● **Brief A**
In the article on the Grenfell inquiry, rewrite the passage from "Stephen Williams, who" to "in west London.", changing "Liberal Democrat" to "Lib Dem".
● **Brief B**
According to the article on the Grenfell inquiry, how many people were killed in the 2009 Lakanal House fire?
● **Brief C**
Resume the article on the Grenfell inquiry after its final sentence.

Grenfell Ex-minister failed to read letter advocating cladding action
AFORMER Bristol MP admitted he did not read a coroner’s letter recommending Government action over cladding in blocks of flats following a fatal fire, years before the Grenfell tragedy.
Stephen Williams, who was the Government minister responsible for building regulations at the time, said he acted on what his officials had incorrectly told him the coroner had said, the Grenfell Tower inquiry heard.
After his evidence to the inquiry last week, Bristol’s Labour group on the city council has called for the former minister to be stripped of his honorary Alderman status.
Mr Williams was the Liberal Democrat MP for Bristol West for ten years, from 2005 to 2015. In the Conservative-Lib Dem Coalition Government of the early 2010s, he served as a junior minister in the Department for Communities and Local Government between October 2013 and May 2015.
In 2009, a fire at a block of council flats called Lakanal House, in south London, killed six people, when the cladding spread the blaze fiercely. It was a foretaste of what happened eight years later at Grenfell Tower in west London.
The latest stage of the inquiry is hearing from former Government ministers responsible for tower block safety, fire safety and housing, dating back to the New Labour government of the late 1990s. Last week, it was Stephen Williams’ turn to give evidence, and he was questioned for five hours during the hearings.
The inquiry heard that the coroner investigating the deaths at Lakanal House identified that something needed to be done about cladding on tower blocks and raised concerns in a letter to the Government, recommending changes. But Mr Williams said he had relied on what the officials in his department had told him about the coroner’s recommendations, rather than reading them himself.
He said his officials told him the coroner had recommended action be taken on the safety of windows in tower blocks, but that wasn’t the case – she had called for changes to the safety of external cladding panels on tower blocks.
The inquiry saw a briefing prepared for Mr Williams on the Government’s actions in response to the coroner’s recommendations in November 2013. Asked if he ever compared this briefing with her actual letter, Mr Williams said: “I honestly don’t think I ever saw it (the letter). And the paper evidence trail shows that it was never shown to me.”
Richard Millett QC, lead counsel to the inquiry, then asked him: “Given that you were involved in progressing the actions in response to the coroner’s letter, Mr Williams, how could you possibly have undertaken that task without reading the coroner’s recommendations?”
Mr Williams replied: “What I’m saying is I never saw a physical copy of the actual letter… but I was advised that the coroner recommended that something be done about window installers, and that was addressed quickly.”
The inquiry has already heard that the coroner in the Lakanal House fire had not made any recommendations involving window installers, but Mr Williams’ department’s officials had done this themselves, bringing in requirements that a competent person scheme be set up to make sure people who installed them knew what they were doing.

● **Given information**
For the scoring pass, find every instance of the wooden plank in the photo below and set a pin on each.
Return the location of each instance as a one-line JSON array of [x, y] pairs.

● **Expected output A**
Stephen Williams, who was the Government minister responsible for building regulations at the time, said he acted on what his officials had incorrectly told him the coroner had said, the Grenfell Tower inquiry heard.
After his evidence to the inquiry last week, Bristol’s Labour group on the city council has called for the former minister to be stripped of his honorary Alderman status.
Mr Williams was the Lib Dem MP for Bristol West for ten years, from 2005 to 2015. In the Conservative-Lib Dem Coalition Government of the early 2010s, he served as a junior minister in the Department for Communities and Local Government between October 2013 and May 2015.
In 2009, a fire at a block of council flats called Lakanal House, in south London, killed six people, when the cladding spread the blaze fiercely. It was a foretaste of what happened eight years later at Grenfell Tower in west London.

● **Expected output B**
Six people.

● **Expected output C**
“Were you ever made aware that the coroner didn’t actually make any recommendation about the competent person scheme?” asked Mr Millett.
“What you’ve just told me is quite surprising,” replied Mr Williams, adding that he had taken what his officials told him at “face value”. The inquiry’s counsels also asked Mr Williams about letters he received from MPs about fire safety and tower blocks. The all-party parliamentary fire safety and rescue group was chaired by Sir David Amess, the late Essex MP, who had written many times to Mr Williams about the issue.
The group was calling for sprinkler systems to be installed in tower blocks and for the fire safety requirements of cladding to be improved.
When asked whether he had seen and read any of the letters Sir David’s all-party group of MPs had sent him about tower block fire safety, Mr Williams said it was “difficult to say definitively yes or no”. He said he had only generally read his response, which had been written by one of his officials.
At one point, the members of the APPG even warned Mr Williams that his lack of response to their concerns would be made public if there was another serious fire in the tower block – before the Grenfell tragedy. Mr Williams said he thought there was no record of that letter ever arriving at his department.
“Do you accept now, looking at it, that the concerns of this group brought repeatedly to your attention as minister were not exaggerated doomsday warnings, but a genuine vision of mass death based on a deep technical knowledge and wide professional experience held by the members of the APPG?” asked Mr Millett.
“No,” replied Mr Williams. “I don’t think it’s fair for you to say as you just did that the group itself had detailed technical knowledge.”
At the end of his five hours of evidence, Mr Williams was asked if there was anything he would have done differently. He said he did not think “there was ever any critical moment in time when I could have dragged the timetable forward”.
“I don’t think there is anything I could have done to materially make a difference to what happened in July 2017,” he added. The Grenfell Tower fire happened on June 14, 2017.
In Bristol, the city council’s Labour group has called for Mr Williams to be suspended from his title of Alderman at City Hall.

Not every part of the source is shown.